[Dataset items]

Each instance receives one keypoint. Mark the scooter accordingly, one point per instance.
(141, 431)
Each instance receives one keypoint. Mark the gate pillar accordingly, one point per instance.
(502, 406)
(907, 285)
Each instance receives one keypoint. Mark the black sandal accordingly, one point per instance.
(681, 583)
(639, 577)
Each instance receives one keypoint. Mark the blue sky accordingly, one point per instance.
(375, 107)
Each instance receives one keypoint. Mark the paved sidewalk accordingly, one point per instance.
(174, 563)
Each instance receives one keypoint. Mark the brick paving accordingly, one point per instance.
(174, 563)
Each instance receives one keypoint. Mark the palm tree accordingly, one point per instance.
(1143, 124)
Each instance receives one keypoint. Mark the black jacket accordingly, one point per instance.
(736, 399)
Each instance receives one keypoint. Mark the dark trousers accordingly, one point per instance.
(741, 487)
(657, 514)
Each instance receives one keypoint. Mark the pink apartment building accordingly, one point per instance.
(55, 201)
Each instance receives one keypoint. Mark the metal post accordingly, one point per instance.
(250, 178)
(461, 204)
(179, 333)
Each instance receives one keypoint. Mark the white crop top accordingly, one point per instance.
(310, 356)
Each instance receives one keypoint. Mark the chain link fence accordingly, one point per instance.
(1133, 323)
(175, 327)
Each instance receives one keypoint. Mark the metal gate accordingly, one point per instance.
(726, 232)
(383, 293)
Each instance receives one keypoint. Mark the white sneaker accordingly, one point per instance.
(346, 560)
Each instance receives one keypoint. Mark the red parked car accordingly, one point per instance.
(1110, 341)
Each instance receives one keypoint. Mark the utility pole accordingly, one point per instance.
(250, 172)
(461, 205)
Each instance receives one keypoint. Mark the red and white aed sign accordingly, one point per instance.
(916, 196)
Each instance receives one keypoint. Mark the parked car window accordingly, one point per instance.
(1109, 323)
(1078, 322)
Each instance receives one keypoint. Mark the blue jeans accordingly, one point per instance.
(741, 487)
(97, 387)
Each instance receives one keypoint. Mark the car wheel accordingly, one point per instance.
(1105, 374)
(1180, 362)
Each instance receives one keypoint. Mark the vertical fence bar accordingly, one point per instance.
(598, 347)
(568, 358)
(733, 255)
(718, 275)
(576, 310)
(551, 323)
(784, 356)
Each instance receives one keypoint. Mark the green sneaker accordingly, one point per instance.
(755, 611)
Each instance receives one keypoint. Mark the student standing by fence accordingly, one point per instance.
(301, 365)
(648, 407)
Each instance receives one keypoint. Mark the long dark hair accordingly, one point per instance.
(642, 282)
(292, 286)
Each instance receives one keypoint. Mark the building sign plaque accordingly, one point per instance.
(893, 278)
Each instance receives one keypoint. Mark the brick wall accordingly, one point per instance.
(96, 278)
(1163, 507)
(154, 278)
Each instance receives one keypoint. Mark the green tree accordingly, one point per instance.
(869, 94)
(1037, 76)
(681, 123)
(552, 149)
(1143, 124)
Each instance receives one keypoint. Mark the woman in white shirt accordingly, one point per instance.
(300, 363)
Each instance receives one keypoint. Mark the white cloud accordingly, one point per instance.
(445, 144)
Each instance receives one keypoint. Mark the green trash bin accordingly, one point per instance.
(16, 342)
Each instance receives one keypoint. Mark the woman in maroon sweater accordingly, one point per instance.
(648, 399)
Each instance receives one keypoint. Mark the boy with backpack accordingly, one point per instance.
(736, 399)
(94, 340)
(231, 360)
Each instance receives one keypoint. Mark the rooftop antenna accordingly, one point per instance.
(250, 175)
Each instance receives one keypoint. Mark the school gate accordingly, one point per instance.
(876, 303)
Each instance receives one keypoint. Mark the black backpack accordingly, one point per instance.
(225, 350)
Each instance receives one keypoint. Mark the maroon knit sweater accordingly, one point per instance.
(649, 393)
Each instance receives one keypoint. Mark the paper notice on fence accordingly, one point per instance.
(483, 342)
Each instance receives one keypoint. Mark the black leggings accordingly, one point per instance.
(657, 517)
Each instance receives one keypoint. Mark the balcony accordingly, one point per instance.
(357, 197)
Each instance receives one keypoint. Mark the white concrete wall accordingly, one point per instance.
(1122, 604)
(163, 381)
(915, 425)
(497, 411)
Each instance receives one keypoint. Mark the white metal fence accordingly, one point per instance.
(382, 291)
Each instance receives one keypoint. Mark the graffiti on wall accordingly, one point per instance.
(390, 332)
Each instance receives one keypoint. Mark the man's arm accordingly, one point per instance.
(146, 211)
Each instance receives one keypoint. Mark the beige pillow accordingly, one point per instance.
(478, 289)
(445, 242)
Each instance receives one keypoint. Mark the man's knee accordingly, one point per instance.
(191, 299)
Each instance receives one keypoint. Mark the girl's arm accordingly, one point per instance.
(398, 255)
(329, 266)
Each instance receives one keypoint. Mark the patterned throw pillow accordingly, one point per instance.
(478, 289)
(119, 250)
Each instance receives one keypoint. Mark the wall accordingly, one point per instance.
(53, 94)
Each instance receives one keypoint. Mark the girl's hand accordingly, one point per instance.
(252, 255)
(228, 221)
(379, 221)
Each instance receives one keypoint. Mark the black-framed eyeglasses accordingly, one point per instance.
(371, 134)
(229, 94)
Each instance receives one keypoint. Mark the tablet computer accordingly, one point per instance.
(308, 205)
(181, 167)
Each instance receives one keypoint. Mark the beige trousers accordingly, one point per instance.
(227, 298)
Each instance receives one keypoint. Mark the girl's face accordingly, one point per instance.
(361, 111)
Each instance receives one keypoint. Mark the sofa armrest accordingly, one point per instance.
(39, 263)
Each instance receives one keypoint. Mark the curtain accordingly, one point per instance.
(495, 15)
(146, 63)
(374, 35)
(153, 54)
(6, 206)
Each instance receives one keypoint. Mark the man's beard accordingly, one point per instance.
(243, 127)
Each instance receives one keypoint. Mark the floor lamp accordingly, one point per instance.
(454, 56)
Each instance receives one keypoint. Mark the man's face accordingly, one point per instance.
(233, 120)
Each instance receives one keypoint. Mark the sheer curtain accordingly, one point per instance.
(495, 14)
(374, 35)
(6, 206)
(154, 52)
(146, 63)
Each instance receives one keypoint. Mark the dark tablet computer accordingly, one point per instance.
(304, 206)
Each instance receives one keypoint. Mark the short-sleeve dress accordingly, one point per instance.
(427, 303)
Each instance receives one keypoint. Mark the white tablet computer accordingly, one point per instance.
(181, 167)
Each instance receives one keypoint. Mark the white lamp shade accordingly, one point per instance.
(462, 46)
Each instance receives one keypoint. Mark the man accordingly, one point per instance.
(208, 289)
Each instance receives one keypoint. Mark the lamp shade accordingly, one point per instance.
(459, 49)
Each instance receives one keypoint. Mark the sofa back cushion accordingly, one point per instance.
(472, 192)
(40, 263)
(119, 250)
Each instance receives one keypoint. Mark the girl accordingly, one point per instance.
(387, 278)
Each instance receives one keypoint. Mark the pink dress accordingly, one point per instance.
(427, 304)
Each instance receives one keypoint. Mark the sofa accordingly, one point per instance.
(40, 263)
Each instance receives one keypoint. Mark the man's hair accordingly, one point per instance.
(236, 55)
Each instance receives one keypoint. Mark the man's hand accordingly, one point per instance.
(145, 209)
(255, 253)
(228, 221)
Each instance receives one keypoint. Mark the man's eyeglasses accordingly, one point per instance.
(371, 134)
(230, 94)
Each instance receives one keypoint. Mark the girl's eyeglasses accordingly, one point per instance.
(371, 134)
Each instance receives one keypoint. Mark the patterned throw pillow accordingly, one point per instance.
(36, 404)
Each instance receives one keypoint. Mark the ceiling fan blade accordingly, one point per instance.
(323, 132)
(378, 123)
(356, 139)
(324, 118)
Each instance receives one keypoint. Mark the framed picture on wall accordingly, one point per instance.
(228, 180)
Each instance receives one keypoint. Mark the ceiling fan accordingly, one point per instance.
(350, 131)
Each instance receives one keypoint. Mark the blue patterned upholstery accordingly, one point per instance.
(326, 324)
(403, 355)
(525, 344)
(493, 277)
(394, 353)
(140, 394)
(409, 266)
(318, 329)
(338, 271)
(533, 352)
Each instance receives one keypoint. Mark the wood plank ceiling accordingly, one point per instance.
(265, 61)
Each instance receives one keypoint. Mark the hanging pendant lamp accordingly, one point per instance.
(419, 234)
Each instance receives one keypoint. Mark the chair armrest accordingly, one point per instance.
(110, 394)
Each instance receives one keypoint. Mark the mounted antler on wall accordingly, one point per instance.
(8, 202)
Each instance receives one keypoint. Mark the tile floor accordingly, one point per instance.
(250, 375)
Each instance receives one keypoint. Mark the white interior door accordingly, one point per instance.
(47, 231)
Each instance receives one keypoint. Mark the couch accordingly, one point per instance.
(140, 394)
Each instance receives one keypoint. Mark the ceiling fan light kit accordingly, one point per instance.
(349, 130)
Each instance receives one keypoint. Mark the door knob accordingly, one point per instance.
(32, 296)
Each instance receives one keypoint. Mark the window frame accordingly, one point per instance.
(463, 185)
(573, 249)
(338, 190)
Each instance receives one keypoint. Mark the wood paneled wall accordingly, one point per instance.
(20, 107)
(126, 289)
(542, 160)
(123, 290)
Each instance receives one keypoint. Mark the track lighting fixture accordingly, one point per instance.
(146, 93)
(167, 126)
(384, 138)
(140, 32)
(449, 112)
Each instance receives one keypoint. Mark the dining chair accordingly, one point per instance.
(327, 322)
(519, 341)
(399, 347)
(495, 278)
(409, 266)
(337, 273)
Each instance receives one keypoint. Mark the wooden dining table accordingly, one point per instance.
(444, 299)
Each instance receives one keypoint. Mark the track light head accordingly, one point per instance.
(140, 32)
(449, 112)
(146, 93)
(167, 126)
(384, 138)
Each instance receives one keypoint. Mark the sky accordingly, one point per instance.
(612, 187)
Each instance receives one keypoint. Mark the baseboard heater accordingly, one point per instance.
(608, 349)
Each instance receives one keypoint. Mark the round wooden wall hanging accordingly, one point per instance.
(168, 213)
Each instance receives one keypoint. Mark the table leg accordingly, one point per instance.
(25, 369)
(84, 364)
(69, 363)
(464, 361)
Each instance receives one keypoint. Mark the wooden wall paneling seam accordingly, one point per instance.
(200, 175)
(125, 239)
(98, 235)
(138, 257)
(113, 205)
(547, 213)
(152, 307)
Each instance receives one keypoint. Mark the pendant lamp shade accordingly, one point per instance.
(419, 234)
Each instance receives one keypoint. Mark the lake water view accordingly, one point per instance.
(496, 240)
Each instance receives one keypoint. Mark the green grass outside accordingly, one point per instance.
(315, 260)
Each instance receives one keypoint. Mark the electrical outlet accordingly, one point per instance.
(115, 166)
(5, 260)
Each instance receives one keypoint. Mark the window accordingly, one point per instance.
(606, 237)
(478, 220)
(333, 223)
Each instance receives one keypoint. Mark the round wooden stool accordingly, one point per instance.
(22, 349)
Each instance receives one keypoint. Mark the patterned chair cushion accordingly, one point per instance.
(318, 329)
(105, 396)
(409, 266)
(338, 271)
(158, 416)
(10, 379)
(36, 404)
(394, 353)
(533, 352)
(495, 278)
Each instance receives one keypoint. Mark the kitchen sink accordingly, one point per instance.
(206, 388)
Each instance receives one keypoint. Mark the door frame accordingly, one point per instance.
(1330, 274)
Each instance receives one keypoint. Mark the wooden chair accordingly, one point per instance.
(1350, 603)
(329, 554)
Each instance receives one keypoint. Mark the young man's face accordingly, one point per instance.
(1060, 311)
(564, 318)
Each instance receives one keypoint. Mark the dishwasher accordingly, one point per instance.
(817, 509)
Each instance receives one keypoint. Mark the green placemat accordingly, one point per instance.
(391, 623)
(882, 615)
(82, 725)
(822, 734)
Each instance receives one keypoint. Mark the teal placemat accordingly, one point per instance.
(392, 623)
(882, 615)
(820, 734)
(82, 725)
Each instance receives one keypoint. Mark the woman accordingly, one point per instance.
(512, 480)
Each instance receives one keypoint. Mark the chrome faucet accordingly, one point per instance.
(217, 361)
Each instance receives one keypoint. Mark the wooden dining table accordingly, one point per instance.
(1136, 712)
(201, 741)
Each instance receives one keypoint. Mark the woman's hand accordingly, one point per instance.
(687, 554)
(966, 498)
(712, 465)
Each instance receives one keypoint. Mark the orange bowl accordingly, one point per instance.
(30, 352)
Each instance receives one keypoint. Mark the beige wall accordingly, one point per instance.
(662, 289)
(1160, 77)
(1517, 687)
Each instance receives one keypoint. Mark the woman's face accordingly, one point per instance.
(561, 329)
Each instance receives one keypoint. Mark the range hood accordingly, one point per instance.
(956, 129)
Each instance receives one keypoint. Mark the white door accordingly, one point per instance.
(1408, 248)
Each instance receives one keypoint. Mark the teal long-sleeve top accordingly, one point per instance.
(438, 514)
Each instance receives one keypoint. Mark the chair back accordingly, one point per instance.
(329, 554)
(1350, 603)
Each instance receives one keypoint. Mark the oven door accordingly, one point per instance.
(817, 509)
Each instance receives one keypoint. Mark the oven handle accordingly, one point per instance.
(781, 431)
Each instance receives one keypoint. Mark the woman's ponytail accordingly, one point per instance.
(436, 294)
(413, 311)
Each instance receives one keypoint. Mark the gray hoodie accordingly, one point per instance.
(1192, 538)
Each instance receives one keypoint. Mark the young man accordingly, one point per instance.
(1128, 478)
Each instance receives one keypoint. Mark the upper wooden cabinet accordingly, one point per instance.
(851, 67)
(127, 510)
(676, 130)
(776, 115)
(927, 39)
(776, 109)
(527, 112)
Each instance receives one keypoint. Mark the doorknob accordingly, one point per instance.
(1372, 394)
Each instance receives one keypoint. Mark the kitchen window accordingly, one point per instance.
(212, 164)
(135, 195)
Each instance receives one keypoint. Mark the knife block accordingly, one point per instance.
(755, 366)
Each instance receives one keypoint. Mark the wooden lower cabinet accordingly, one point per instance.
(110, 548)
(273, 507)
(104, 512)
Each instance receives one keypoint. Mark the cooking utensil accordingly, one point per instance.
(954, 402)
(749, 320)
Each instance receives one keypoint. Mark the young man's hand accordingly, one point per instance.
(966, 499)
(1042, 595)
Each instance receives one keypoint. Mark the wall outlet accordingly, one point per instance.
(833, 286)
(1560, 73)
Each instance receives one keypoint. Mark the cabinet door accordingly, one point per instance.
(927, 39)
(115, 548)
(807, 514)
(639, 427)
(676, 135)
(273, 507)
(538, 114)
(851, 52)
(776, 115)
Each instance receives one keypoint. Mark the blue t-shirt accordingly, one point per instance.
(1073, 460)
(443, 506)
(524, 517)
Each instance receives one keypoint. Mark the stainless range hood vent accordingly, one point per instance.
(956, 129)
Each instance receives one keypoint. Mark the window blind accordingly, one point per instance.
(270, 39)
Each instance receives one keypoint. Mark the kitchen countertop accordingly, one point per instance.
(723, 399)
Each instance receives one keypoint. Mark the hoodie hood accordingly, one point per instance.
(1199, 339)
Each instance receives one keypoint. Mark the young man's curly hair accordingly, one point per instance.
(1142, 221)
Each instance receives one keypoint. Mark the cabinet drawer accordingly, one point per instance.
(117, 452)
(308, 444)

▸ **PROBLEM TO SOLVE**
All lines from the line containing "Each instance receives one keypoint. Mark the blue t-shirt" through the end of the listing above are to be duplicated exactly; include both ends and nothing further.

▸ **SOLUTION TO THIS PROBLEM**
Each instance receives one keypoint. Mark the blue t-shirt accordingly, one point per instance.
(1073, 460)
(443, 506)
(524, 517)
Each instance receives one keypoint. Mark the stainless range hood vent accordingly, one point per instance.
(956, 129)
Each instance receives one keypoint. Mark the window blind accordingly, one point per instance.
(270, 39)
Each instance receives one keypoint. Mark the kitchen countertop accordingly, one point per instance.
(723, 399)
Each instance receives one keypoint. Mark the hoodie hood accordingly, one point per instance.
(1199, 339)
Each instance receives one keypoint. Mark the young man's curly hair accordingly, one point per instance.
(1142, 221)
Each instance receives one keypoint. Mark the cabinet drawer accordingly, one point per instance.
(117, 452)
(308, 444)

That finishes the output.